EXERCISE MATERIALS:

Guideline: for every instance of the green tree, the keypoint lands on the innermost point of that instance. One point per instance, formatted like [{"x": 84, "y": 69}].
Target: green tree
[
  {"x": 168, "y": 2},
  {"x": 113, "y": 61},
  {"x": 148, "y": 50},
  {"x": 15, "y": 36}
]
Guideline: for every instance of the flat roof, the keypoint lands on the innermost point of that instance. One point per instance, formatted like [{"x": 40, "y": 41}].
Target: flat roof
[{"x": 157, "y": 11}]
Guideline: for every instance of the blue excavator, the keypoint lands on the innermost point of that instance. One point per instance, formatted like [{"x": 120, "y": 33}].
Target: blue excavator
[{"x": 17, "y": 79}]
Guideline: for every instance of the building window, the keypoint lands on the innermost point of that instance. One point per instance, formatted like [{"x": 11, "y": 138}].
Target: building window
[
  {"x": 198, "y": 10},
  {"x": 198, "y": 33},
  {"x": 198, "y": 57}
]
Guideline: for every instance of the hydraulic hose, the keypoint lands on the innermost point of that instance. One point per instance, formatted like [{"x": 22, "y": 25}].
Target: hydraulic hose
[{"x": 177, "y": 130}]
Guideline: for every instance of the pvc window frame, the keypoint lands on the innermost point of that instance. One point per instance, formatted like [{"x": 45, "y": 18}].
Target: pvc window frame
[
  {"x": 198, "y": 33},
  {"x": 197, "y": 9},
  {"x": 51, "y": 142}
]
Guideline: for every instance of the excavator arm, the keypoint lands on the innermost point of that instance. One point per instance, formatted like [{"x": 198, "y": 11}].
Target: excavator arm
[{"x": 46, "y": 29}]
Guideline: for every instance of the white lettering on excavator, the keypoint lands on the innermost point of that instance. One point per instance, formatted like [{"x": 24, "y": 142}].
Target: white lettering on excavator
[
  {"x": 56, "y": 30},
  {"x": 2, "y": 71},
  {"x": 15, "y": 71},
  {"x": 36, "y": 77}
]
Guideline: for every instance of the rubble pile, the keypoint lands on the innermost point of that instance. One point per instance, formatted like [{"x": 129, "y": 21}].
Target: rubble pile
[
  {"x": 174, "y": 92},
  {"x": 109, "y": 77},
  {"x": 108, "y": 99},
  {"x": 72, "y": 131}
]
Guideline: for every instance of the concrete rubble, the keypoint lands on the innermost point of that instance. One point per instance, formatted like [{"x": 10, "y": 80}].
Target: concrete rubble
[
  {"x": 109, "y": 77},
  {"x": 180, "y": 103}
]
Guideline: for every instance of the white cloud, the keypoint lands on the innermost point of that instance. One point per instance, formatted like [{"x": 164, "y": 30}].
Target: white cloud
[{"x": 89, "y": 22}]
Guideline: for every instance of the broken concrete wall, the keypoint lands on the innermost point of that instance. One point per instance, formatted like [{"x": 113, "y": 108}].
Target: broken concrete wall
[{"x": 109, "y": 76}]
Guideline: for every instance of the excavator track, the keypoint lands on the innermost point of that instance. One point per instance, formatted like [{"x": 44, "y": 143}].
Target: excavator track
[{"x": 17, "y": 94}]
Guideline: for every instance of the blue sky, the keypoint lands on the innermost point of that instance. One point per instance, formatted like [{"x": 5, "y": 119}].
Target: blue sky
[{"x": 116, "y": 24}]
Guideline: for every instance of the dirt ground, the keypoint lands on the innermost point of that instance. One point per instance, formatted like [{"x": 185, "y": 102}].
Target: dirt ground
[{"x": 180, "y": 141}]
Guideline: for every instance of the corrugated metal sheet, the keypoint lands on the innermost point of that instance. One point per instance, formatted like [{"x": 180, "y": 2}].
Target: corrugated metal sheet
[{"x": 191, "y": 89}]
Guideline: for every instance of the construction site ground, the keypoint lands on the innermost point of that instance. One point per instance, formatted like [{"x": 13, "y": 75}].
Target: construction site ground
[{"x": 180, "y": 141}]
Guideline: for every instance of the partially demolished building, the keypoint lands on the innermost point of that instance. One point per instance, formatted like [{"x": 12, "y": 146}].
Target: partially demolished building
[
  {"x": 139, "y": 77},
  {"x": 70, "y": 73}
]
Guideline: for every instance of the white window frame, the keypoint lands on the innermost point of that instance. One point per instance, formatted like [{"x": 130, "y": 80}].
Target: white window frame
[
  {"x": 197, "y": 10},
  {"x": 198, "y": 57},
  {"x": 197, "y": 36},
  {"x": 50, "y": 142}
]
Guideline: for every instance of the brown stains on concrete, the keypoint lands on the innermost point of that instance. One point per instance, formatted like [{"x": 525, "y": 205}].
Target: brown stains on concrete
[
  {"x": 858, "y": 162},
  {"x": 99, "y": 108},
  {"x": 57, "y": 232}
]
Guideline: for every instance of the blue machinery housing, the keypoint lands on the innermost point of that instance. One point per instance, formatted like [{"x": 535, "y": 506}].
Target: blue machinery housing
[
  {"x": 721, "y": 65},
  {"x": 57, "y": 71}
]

STATED TASK:
Exactly as written, please output every entry.

REPLY:
Guideline: for every instance of the green tree, the keypoint lands on the innermost point of that instance. One point per instance, formatted like [{"x": 84, "y": 69}].
Target: green tree
[
  {"x": 168, "y": 2},
  {"x": 113, "y": 61},
  {"x": 148, "y": 50},
  {"x": 15, "y": 36}
]
Guideline: for every instance of the flat roof, the keypoint lands on the innermost point of that instance. One point per instance, formatted like [{"x": 40, "y": 41}].
Target: flat roof
[{"x": 157, "y": 11}]
Guideline: for every instance of the blue excavator, the keypoint lands on the innermost point of that instance. One point per instance, formatted like [{"x": 120, "y": 33}].
Target: blue excavator
[{"x": 17, "y": 79}]
Guideline: for every instance of the building window, the keypoint lands on the innermost point of that instance. One point per instance, formatted like [{"x": 11, "y": 138}].
Target: building window
[
  {"x": 198, "y": 10},
  {"x": 198, "y": 33},
  {"x": 198, "y": 57}
]
Guideline: for every instance of the hydraulic hose, the keypoint lands on the innermost point of that instance. One point per instance, formatted like [{"x": 22, "y": 25}].
Target: hydraulic hose
[{"x": 177, "y": 130}]
Guideline: for every instance of the pvc window frame, the keypoint lands on the innermost point of that instance. One point per instance, formatted like [{"x": 45, "y": 18}].
Target: pvc window frame
[
  {"x": 198, "y": 33},
  {"x": 197, "y": 9},
  {"x": 51, "y": 142}
]
Guideline: for every instance of the excavator arm, the keypoint lands on the innermost point of that instance. One point per instance, formatted like [{"x": 198, "y": 11}].
Target: excavator arm
[{"x": 46, "y": 29}]
Guideline: for every instance of the white lettering on excavator, the keypoint lands on the innermost point of that instance. One point per instance, formatted like [{"x": 24, "y": 142}].
Target: white lettering on excavator
[
  {"x": 56, "y": 30},
  {"x": 2, "y": 71},
  {"x": 15, "y": 71},
  {"x": 36, "y": 77}
]
Guideline: for every instance of the rubble pile, the keypoint lands on the innermost point of that instance. One point per instance, formatted like [{"x": 129, "y": 21}].
Target: rubble pile
[
  {"x": 174, "y": 92},
  {"x": 109, "y": 77},
  {"x": 108, "y": 99},
  {"x": 72, "y": 131}
]
Guideline: for every instance of the concrete rubble, the keypoint lands on the innermost point of that instance. One point per instance, formatted like [{"x": 10, "y": 80}].
Target: concrete rubble
[
  {"x": 109, "y": 77},
  {"x": 180, "y": 103}
]
Guideline: for every instance of the white cloud, the keypoint lands on the innermost point of that instance. One point per instance, formatted like [{"x": 164, "y": 30}].
Target: white cloud
[{"x": 89, "y": 22}]
Guideline: for every instance of the broken concrete wall, the keypoint lands on the innermost point of that instance. One point per instance, formatted like [{"x": 113, "y": 108}].
Target: broken concrete wall
[{"x": 109, "y": 76}]
Guideline: for every instance of the excavator track, the keypoint lands on the innermost point of that instance. One point per instance, formatted like [{"x": 44, "y": 143}].
Target: excavator track
[{"x": 17, "y": 94}]
Guideline: for every instance of the blue sky, the keypoint lands on the innermost point of that instance. One point per instance, formatted like [{"x": 5, "y": 119}].
Target: blue sky
[{"x": 116, "y": 24}]
Guideline: for every instance of the dirt ground, the keypoint lands on the innermost point of that instance. One point per instance, formatted like [{"x": 185, "y": 102}].
Target: dirt ground
[{"x": 180, "y": 141}]
Guideline: for every instance of the corrugated metal sheet, the keypoint lands on the innermost point of that instance. One point per instance, formatted like [{"x": 180, "y": 2}].
Target: corrugated metal sheet
[{"x": 191, "y": 89}]
Guideline: for every instance of the construction site ground, the keypoint lands on the innermost point of that instance. One point per instance, formatted like [{"x": 13, "y": 75}].
Target: construction site ground
[{"x": 180, "y": 141}]
Guideline: for every instance of the partially demolished building, the keypoint lands on the innermost point of that instance. One point per instance, formatted like [{"x": 12, "y": 146}].
Target: partially demolished building
[
  {"x": 139, "y": 77},
  {"x": 70, "y": 73}
]
Guideline: for every instance of the white window frame, the keypoint lands on the innermost point of that instance. One point per instance, formatted like [{"x": 130, "y": 80}].
Target: white window frame
[
  {"x": 197, "y": 10},
  {"x": 198, "y": 57},
  {"x": 197, "y": 36},
  {"x": 50, "y": 142}
]
Guideline: for every instance of the brown stains on concrete, the keypoint lands on the innermost point of that instance. One point per instance, formatted like [{"x": 525, "y": 205}].
Target: brown stains on concrete
[
  {"x": 858, "y": 162},
  {"x": 99, "y": 108},
  {"x": 57, "y": 232}
]
Guideline: for every instance of the blue machinery housing, the keypoint lands on the innermost point of that instance. One point per instance, formatted like [{"x": 535, "y": 506}].
Target: blue machinery housing
[
  {"x": 721, "y": 65},
  {"x": 57, "y": 71}
]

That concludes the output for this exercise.